▸ Request A
Swap "point out" for "mark" throughout the records below, and reproduce them with every other character left as it is.

Once the threshold inquiry has been satisfied, "the [C]ourt must then consider . . . the extent to which the delay stretches beyond the bare minimum needed to trigger judicial examination of the claim." Doggett, 505 U.S. at 652 (alterations added). The longer the delay stretches beyond the "bare minimum," the stronger the presumption that it has prejudiced the defendant. Id. Since twenty-one years significantly exceeds the threshold for presumptive prejudice, the first factor weighs heavily against the Government. 2. The Reason for the Delay

The Government has "an affirmative constitutional obligation to try the defendant in a timely manner." Ingram, 446 F.3d at 1337 (internal quotation marks and citation omitted). The Government therefore bears the burden of explaining the cause for the pretrial delay. Id. To meet this burden, the government must demonstrate it pursued the defendant "with reasonable diligence from his indictment to his arrest." Doggett, 505 U.S. at 656. However, if the defendant "intentionally evades the Government's efforts to bring him to trial, [he] is culpable in causing the delay." Ingram, 446 F.3d at 1337 (alteration added).

▸ Entries supplied
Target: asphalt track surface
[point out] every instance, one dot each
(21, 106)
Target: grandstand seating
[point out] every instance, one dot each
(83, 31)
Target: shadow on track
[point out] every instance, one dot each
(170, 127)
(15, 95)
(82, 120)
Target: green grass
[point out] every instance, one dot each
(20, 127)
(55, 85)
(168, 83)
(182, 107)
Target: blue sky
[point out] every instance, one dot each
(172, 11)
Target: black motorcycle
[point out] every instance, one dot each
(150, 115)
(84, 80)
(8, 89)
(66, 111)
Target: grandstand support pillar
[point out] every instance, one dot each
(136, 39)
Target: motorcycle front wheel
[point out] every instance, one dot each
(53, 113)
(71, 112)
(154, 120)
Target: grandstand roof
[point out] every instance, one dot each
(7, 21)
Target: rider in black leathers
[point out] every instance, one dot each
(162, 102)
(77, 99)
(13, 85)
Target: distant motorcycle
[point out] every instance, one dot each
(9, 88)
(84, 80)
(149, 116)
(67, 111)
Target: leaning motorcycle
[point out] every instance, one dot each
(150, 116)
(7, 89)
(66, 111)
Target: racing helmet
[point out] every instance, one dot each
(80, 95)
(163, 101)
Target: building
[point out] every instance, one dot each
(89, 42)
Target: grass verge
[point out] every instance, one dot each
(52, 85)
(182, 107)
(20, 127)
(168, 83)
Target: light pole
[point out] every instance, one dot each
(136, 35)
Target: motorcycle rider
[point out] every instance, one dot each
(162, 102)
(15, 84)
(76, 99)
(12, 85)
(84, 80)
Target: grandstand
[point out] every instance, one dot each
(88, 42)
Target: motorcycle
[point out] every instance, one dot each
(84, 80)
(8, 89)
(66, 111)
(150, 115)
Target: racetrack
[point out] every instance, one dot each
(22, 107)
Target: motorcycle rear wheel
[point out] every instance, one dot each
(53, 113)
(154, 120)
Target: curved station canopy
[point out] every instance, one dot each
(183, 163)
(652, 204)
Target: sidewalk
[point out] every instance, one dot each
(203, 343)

▸ Request B
Write out, word for word, the stretch of the passage on pretrial delay from "The Government has" through "1337 (alteration added).".

▸ Final answer A
Target: asphalt track surface
[mark] every instance, one dot each
(21, 106)
Target: grandstand seating
[mark] every instance, one dot each
(83, 31)
Target: shadow on track
[mark] every instance, one dot each
(170, 127)
(15, 95)
(82, 120)
Target: green grass
[mark] every instance, one dot each
(20, 127)
(55, 85)
(168, 83)
(182, 107)
Target: blue sky
[mark] every instance, one dot each
(172, 11)
Target: black motorcycle
[mark] every instance, one dot each
(150, 115)
(84, 80)
(8, 89)
(66, 111)
Target: grandstand support pillar
[mark] every instance, one dot each
(136, 39)
Target: motorcycle front wheel
[mark] every instance, one dot each
(53, 113)
(71, 112)
(154, 120)
Target: grandstand roof
[mark] every instance, one dot each
(7, 21)
Target: rider in black leathers
[mark] every instance, one dot each
(162, 102)
(77, 99)
(13, 85)
Target: distant motorcycle
[mark] every instance, one dot each
(9, 88)
(84, 80)
(149, 116)
(67, 111)
Target: leaning motorcycle
[mark] every instance, one dot each
(150, 116)
(7, 89)
(66, 111)
Target: racing helmet
[mark] every instance, one dot each
(80, 95)
(163, 101)
Target: building
[mark] every instance, one dot each
(89, 42)
Target: grass verge
[mark] every instance, one dot each
(52, 85)
(182, 107)
(20, 127)
(168, 83)
Target: light pole
[mark] every instance, one dot each
(136, 35)
Target: motorcycle rider
[mark] every instance, one dot each
(162, 102)
(15, 84)
(76, 99)
(12, 85)
(84, 80)
Target: grandstand
[mark] every instance, one dot each
(88, 42)
Target: motorcycle
[mark] every instance, one dot each
(84, 80)
(8, 89)
(66, 111)
(150, 115)
Target: racetrack
[mark] every instance, one dot each
(22, 107)
Target: motorcycle rear wheel
[mark] every instance, one dot each
(53, 113)
(154, 120)
Target: curved station canopy
[mark] every instance, one dot each
(183, 163)
(652, 204)
Target: sidewalk
[mark] every instance, one dot each
(203, 343)

▸ Final answer B
The Government has "an affirmative constitutional obligation to try the defendant in a timely manner." Ingram, 446 F.3d at 1337 (internal quotation marks and citation omitted). The Government therefore bears the burden of explaining the cause for the pretrial delay. Id. To meet this burden, the government must demonstrate it pursued the defendant "with reasonable diligence from his indictment to his arrest." Doggett, 505 U.S. at 656. However, if the defendant "intentionally evades the Government's efforts to bring him to trial, [he] is culpable in causing the delay." Ingram, 446 F.3d at 1337 (alteration added).